[Point-per-instance localization data]
>>
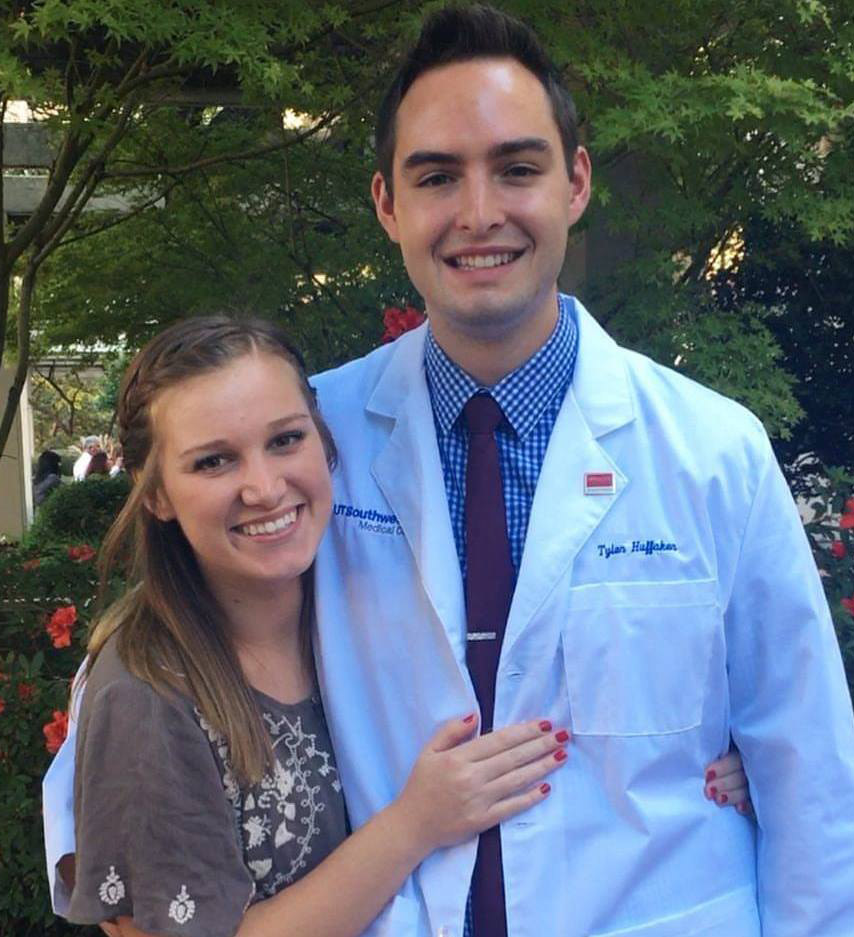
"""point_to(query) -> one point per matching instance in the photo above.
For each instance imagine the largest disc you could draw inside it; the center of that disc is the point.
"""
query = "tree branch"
(83, 190)
(120, 219)
(27, 287)
(143, 172)
(69, 155)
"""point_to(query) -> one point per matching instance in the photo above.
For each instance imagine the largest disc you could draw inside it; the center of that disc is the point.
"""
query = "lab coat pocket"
(732, 914)
(637, 655)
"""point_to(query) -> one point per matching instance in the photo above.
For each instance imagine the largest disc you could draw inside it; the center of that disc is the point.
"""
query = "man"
(640, 528)
(91, 445)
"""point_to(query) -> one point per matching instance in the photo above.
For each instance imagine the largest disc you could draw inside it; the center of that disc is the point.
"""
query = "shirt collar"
(523, 394)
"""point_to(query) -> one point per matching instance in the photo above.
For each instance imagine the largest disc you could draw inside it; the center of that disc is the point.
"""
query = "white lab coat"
(714, 626)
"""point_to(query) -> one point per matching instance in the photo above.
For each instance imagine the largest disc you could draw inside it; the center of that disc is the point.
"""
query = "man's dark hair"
(458, 34)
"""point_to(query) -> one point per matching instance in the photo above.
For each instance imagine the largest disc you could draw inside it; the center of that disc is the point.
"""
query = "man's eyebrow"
(422, 157)
(507, 148)
(511, 147)
(281, 423)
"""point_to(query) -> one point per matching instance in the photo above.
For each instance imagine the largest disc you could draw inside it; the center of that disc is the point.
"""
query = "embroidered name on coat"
(644, 547)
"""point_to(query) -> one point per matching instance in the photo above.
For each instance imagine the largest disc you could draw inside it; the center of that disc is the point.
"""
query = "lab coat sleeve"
(792, 721)
(58, 803)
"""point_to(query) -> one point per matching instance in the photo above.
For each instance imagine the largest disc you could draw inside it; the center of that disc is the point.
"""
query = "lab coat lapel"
(409, 473)
(563, 517)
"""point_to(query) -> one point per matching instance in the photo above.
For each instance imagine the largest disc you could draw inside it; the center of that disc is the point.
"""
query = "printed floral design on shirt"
(112, 889)
(281, 811)
(183, 907)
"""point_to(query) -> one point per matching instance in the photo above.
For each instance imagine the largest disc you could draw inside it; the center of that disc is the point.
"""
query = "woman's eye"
(286, 440)
(209, 462)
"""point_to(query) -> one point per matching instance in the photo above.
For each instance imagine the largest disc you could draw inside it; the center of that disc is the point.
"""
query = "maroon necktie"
(489, 589)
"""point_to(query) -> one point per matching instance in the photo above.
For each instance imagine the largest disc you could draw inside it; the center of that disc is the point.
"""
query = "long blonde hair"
(170, 630)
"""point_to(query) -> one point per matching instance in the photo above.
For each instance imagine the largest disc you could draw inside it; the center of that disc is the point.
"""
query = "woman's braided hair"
(170, 630)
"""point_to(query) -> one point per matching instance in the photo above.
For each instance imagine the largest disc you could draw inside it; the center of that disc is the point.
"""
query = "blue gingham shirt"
(530, 398)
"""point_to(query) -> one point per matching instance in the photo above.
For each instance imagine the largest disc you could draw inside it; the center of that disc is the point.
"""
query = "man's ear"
(580, 182)
(384, 204)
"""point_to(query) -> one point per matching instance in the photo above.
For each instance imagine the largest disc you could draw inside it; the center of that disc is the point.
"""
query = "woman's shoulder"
(111, 684)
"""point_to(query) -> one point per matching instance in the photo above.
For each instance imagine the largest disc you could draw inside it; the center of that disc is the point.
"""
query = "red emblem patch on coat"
(599, 483)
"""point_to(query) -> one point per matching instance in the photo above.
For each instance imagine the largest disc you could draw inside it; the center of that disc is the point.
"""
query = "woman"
(205, 779)
(206, 795)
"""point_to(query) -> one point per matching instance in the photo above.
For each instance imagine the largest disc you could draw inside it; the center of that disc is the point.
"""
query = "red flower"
(59, 625)
(26, 691)
(81, 554)
(397, 321)
(55, 731)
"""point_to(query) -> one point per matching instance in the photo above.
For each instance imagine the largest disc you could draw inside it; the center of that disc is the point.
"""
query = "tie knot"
(482, 414)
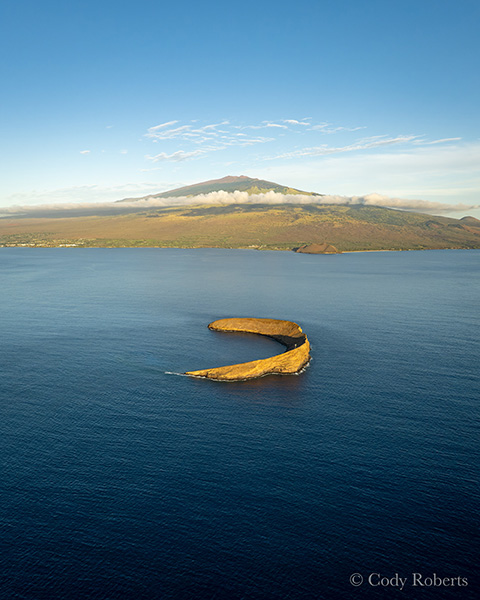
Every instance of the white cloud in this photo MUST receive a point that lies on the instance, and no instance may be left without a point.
(295, 122)
(222, 197)
(178, 156)
(364, 144)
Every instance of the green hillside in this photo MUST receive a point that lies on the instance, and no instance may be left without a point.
(227, 184)
(261, 226)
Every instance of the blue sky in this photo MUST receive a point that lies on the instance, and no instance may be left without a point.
(106, 100)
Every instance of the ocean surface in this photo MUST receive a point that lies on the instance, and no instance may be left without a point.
(122, 479)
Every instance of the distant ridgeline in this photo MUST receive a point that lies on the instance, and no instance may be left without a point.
(307, 227)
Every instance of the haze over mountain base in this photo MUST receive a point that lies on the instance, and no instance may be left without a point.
(261, 225)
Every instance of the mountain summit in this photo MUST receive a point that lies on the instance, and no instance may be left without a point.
(231, 183)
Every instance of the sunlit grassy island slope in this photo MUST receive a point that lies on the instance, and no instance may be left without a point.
(291, 362)
(236, 212)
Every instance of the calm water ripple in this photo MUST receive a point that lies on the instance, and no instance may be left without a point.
(120, 480)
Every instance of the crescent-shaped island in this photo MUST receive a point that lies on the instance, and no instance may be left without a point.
(290, 362)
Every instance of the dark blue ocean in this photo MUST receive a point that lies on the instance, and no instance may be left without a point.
(120, 479)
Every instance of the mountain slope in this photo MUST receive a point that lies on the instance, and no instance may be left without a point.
(227, 184)
(266, 226)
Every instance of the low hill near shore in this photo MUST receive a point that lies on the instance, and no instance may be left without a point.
(230, 183)
(285, 226)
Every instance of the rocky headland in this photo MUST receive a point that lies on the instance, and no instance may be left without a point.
(318, 249)
(291, 362)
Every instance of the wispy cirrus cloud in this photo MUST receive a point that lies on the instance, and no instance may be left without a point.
(224, 134)
(178, 156)
(363, 144)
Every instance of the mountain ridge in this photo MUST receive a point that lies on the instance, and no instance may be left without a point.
(260, 223)
(230, 183)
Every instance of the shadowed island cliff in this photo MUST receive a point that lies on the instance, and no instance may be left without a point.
(291, 362)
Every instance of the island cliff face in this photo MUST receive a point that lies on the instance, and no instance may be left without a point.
(318, 249)
(287, 333)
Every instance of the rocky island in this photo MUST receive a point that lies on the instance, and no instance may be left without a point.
(291, 362)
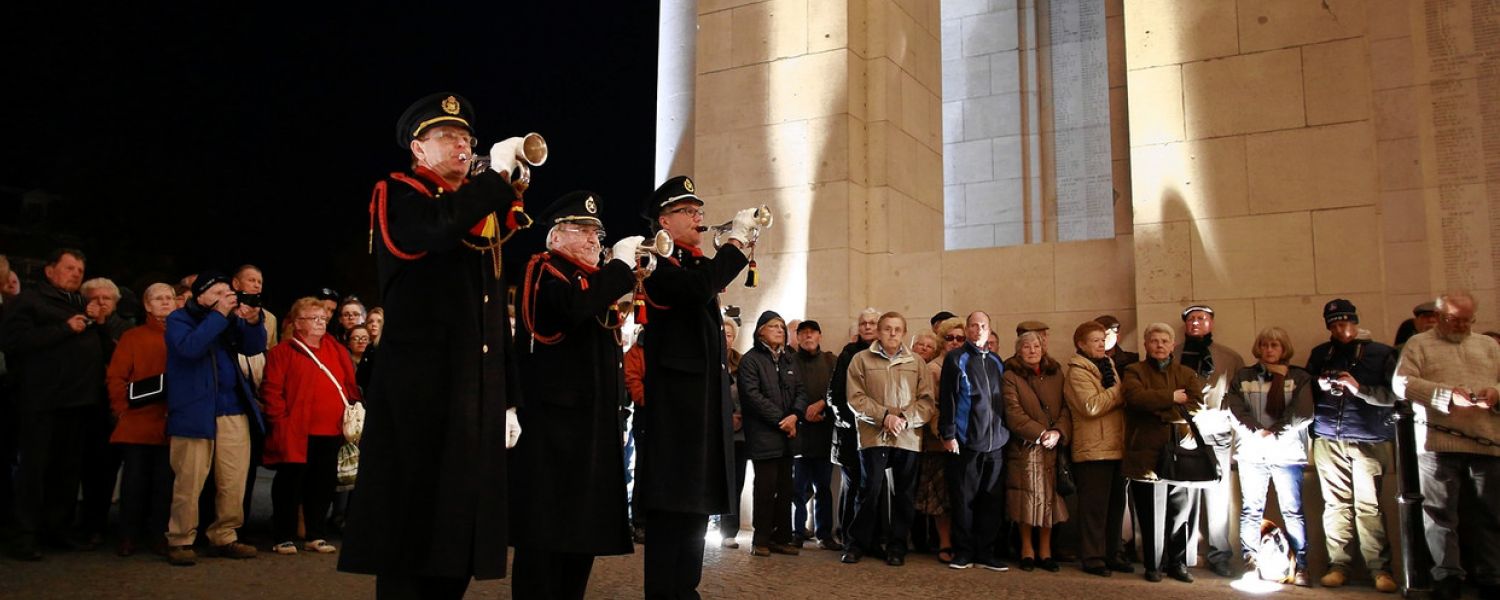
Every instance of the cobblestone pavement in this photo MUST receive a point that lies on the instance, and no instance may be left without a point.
(726, 575)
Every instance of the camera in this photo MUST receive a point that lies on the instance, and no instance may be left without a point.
(1332, 375)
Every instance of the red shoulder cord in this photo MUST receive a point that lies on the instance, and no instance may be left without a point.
(528, 294)
(378, 213)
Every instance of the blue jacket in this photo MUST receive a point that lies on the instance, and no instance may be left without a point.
(198, 341)
(1365, 417)
(971, 407)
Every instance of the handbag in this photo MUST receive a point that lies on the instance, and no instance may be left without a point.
(1194, 467)
(353, 425)
(149, 390)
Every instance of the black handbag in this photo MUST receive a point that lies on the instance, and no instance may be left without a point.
(1065, 485)
(1187, 467)
(149, 390)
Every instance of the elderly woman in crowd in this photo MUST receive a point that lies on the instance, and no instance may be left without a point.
(309, 378)
(932, 488)
(375, 323)
(1098, 444)
(729, 524)
(1160, 396)
(146, 491)
(1272, 407)
(1037, 416)
(362, 353)
(773, 401)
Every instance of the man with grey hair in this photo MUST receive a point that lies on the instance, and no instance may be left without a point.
(59, 348)
(846, 438)
(1452, 380)
(1215, 365)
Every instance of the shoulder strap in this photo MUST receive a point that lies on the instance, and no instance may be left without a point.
(324, 369)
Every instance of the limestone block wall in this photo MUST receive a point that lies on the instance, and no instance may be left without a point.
(1256, 182)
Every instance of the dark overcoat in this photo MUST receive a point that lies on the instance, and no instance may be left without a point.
(686, 435)
(567, 479)
(432, 461)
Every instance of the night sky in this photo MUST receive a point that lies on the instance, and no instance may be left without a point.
(218, 134)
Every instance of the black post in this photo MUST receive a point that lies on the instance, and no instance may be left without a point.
(1416, 561)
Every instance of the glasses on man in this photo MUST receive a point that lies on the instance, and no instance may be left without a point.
(594, 231)
(453, 137)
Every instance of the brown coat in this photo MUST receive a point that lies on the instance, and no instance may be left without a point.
(1098, 414)
(1151, 417)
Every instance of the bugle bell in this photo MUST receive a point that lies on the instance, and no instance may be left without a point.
(762, 219)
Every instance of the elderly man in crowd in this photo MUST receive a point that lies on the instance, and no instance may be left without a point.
(1452, 380)
(1215, 365)
(57, 345)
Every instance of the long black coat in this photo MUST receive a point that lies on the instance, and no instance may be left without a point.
(432, 462)
(770, 390)
(567, 477)
(686, 435)
(54, 368)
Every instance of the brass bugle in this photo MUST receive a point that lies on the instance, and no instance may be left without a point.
(762, 219)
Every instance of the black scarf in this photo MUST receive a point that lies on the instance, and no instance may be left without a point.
(1196, 354)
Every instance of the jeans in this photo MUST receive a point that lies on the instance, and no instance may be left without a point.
(1254, 477)
(810, 480)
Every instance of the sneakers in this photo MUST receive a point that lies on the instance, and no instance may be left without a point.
(234, 549)
(182, 557)
(1385, 582)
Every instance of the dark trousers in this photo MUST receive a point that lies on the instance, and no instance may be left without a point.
(773, 501)
(977, 492)
(101, 470)
(902, 494)
(407, 587)
(50, 455)
(674, 555)
(810, 480)
(1163, 513)
(729, 524)
(308, 486)
(1101, 510)
(146, 492)
(546, 575)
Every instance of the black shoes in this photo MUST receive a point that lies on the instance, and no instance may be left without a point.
(1179, 573)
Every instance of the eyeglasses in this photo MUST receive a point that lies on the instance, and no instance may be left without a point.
(453, 137)
(597, 233)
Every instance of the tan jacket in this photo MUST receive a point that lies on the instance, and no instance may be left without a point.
(900, 386)
(1098, 414)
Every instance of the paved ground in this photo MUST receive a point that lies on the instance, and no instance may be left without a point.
(726, 575)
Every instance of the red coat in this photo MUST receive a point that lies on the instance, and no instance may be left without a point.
(140, 354)
(300, 399)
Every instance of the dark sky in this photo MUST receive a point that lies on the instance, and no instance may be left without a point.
(216, 134)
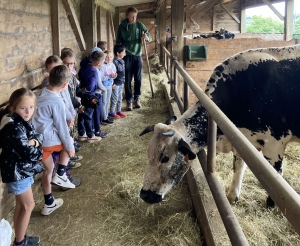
<<
== Directions for this task ==
Take the line containing "Every instance of the dark sky" as the first line and the last line of the data above as the final one, and output exactly the lines between them, inclusive, with no pictures.

== Answer box ==
Every instance of the dark sky in this photo MUST receive a point that lies on the instance, and no instance may be left without a point.
(216, 134)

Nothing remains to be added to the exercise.